══ Data

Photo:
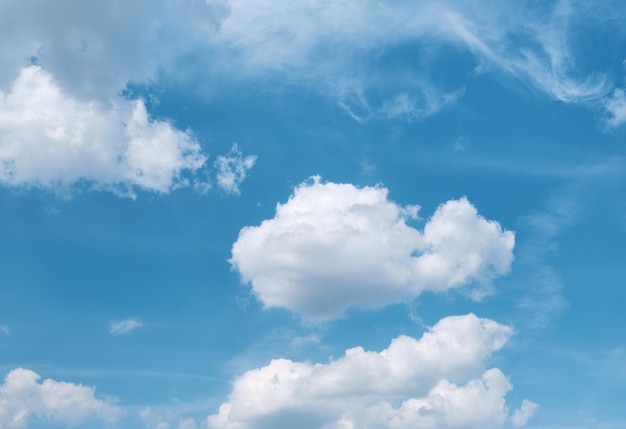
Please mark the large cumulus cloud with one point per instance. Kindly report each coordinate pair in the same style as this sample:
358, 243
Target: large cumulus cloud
336, 246
440, 380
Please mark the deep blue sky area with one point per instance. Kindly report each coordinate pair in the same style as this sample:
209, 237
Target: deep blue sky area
260, 214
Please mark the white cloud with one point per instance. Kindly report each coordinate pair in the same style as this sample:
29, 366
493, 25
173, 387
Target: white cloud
52, 141
437, 381
23, 396
615, 106
125, 326
338, 48
335, 246
524, 413
232, 169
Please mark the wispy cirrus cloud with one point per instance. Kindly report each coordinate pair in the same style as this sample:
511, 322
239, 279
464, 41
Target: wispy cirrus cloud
232, 169
346, 50
118, 327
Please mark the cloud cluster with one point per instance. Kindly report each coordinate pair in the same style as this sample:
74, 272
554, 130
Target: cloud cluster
23, 396
336, 246
50, 140
351, 51
437, 381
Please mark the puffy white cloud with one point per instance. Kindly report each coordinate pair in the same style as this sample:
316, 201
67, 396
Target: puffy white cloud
336, 246
53, 141
337, 47
232, 169
23, 396
437, 381
615, 106
524, 413
118, 327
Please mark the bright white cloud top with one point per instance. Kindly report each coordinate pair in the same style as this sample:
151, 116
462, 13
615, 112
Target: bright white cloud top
437, 381
24, 397
336, 246
50, 140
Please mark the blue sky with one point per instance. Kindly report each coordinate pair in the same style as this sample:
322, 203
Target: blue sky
314, 214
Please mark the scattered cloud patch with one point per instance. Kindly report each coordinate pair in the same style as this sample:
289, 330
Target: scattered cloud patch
118, 327
341, 49
232, 169
302, 341
50, 140
23, 396
615, 106
336, 246
523, 414
437, 381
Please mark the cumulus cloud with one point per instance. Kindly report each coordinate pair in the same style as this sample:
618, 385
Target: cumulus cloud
23, 396
347, 50
50, 140
232, 169
117, 327
336, 246
437, 381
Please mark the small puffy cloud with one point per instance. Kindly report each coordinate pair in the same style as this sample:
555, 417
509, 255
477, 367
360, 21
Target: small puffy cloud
524, 413
232, 169
50, 140
23, 396
437, 381
118, 327
615, 106
336, 246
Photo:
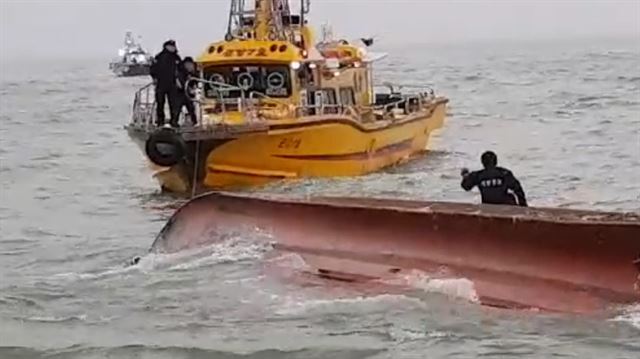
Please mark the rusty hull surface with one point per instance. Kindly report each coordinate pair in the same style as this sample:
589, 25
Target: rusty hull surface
552, 259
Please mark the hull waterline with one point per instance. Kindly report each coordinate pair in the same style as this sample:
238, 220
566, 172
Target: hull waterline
552, 259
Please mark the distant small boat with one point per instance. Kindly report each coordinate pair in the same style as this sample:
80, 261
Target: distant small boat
133, 59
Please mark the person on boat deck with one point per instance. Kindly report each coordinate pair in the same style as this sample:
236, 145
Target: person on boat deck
497, 185
164, 73
187, 88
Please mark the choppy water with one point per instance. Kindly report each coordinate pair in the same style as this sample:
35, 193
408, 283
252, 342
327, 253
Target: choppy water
77, 201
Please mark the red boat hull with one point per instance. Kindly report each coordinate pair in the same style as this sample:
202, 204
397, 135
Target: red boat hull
553, 259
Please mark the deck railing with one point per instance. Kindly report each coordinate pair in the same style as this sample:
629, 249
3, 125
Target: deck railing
260, 108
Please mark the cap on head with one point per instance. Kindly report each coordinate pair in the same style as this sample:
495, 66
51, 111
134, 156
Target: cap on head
489, 159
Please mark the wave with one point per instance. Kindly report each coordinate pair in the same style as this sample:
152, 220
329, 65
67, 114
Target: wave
230, 250
297, 306
459, 288
162, 352
630, 315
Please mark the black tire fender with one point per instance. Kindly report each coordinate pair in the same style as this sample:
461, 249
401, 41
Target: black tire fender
174, 147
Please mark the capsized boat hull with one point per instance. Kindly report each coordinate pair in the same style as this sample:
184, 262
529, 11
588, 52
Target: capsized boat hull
553, 259
312, 146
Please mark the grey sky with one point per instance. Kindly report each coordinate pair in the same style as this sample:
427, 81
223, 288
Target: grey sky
95, 28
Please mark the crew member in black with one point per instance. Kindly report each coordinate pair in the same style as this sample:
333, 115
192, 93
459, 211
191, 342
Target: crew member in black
497, 185
187, 88
164, 73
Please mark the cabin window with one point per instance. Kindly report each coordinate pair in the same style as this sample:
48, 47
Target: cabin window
272, 81
347, 97
329, 97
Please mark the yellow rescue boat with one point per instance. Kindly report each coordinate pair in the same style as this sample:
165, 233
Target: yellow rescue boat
273, 104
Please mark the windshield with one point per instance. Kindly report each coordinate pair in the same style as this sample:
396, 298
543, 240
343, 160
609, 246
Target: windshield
272, 81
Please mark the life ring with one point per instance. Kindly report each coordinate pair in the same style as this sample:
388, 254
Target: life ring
165, 147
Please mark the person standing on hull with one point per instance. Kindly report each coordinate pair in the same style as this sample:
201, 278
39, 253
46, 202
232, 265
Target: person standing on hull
164, 71
187, 89
497, 184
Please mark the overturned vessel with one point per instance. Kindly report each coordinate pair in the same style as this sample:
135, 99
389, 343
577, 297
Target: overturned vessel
133, 59
274, 104
552, 259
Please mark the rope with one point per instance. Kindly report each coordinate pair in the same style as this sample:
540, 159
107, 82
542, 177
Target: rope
195, 169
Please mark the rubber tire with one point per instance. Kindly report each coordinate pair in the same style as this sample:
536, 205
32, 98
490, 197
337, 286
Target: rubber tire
165, 136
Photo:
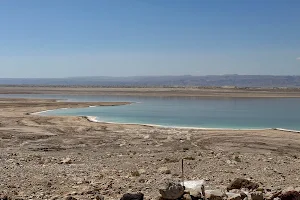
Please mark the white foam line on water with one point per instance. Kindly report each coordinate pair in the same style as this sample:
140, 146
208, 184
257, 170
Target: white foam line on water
287, 130
36, 113
94, 119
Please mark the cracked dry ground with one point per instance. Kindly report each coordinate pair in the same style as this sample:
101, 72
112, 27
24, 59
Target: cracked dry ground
115, 159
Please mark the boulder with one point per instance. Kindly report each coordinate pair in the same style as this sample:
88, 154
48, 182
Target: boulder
257, 196
128, 196
242, 183
171, 190
215, 195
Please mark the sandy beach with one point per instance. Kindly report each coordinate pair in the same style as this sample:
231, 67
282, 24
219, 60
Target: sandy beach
52, 157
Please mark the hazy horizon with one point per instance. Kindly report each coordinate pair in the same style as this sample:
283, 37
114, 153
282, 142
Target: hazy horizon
55, 39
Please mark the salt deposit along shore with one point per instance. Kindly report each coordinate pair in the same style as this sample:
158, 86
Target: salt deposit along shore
46, 157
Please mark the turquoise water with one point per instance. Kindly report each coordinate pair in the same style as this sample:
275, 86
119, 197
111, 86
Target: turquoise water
237, 113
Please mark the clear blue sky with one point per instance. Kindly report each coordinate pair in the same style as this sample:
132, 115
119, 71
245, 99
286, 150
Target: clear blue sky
63, 38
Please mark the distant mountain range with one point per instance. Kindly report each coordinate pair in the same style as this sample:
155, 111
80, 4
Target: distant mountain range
162, 81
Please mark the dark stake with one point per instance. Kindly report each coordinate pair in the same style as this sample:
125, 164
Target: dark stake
182, 176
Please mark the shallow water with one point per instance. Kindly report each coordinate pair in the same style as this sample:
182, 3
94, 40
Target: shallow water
233, 113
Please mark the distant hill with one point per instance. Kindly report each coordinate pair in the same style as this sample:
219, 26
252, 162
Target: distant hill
163, 81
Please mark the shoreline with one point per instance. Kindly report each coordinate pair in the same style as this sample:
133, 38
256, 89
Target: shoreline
213, 92
94, 119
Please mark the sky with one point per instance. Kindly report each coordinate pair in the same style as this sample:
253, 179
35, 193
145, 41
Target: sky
54, 38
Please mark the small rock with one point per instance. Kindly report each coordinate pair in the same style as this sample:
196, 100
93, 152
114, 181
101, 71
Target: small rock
128, 196
99, 197
70, 198
66, 161
242, 183
214, 194
186, 197
142, 171
164, 170
290, 195
257, 196
171, 191
4, 197
289, 189
233, 196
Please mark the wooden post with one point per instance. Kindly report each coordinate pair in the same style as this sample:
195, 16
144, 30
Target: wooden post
182, 174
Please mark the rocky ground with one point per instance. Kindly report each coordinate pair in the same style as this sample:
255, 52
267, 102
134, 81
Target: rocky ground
59, 157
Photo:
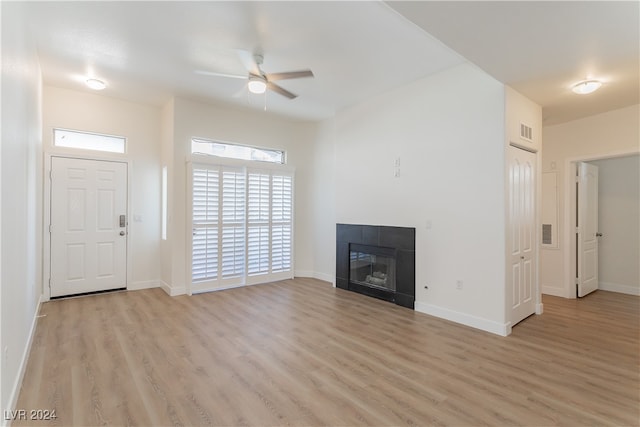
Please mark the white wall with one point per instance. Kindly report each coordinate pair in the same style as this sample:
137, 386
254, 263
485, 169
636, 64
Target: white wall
21, 205
242, 126
619, 222
140, 124
610, 134
448, 132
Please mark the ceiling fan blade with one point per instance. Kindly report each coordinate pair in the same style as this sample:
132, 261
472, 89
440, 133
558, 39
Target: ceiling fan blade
289, 75
277, 89
214, 74
248, 60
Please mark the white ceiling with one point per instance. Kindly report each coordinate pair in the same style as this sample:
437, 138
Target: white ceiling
150, 51
542, 48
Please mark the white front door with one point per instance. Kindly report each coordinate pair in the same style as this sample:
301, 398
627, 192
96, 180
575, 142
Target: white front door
88, 226
587, 229
522, 241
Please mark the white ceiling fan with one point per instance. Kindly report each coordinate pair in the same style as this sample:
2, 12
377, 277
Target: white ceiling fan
258, 80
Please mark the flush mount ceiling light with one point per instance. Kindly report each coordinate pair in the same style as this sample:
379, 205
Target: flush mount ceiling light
96, 84
586, 86
257, 84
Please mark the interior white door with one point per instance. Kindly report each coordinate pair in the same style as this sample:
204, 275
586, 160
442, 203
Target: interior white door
522, 241
587, 229
88, 226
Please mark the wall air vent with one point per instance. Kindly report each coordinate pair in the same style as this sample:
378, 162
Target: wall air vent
526, 132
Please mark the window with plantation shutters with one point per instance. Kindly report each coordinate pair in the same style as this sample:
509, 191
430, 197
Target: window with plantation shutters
242, 226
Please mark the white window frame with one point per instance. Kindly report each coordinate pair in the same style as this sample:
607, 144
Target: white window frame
219, 283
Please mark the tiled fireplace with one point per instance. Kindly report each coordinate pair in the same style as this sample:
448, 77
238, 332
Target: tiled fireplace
378, 261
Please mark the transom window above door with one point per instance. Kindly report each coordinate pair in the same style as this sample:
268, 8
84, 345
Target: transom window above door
237, 151
89, 141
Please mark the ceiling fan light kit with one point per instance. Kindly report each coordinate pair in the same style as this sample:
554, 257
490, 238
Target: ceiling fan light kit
258, 80
586, 86
257, 84
95, 84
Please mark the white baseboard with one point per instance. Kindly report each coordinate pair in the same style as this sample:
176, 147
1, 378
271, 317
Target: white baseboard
552, 290
303, 273
315, 275
143, 284
502, 329
615, 287
17, 385
171, 290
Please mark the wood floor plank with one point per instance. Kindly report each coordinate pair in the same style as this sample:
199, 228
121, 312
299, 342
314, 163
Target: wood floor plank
300, 352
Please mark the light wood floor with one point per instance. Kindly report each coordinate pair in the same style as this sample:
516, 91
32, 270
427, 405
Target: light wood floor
300, 352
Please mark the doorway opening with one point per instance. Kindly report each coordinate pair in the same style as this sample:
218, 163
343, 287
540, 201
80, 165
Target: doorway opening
616, 231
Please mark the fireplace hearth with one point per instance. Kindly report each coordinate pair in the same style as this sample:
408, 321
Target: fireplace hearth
377, 261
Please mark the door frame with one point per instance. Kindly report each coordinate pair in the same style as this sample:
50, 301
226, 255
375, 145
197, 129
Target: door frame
46, 214
539, 306
570, 251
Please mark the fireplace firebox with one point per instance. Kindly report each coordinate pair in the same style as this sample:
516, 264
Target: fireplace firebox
372, 266
377, 261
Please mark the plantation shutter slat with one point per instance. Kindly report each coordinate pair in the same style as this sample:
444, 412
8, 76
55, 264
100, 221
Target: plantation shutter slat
258, 223
233, 215
281, 216
205, 225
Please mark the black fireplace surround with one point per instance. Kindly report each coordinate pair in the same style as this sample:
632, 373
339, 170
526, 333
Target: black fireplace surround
399, 242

════

### Exercise instructions
Take the line in which "Please mark the fireplace firebox" occurs and each subsequent line through the end; give these lines again without alteration.

### Complete response
Please mark the fireplace firebox with one point per instance. Kindly report each coordinate pair in the same style as this sample:
516, 264
Target: fireplace firebox
372, 266
377, 261
Please mark the plantation shutter slat with one point per instance. Kindly report each coordinate pair in the same style as this sample:
444, 412
8, 76
55, 264
100, 221
Target: plantation shutter slat
258, 223
233, 215
281, 216
205, 225
Please mark the black fireplace surround with one point per instance. Kindly report each coordinate pair in the same style as this sample:
632, 373
339, 170
526, 333
Target: black fireplace surround
399, 242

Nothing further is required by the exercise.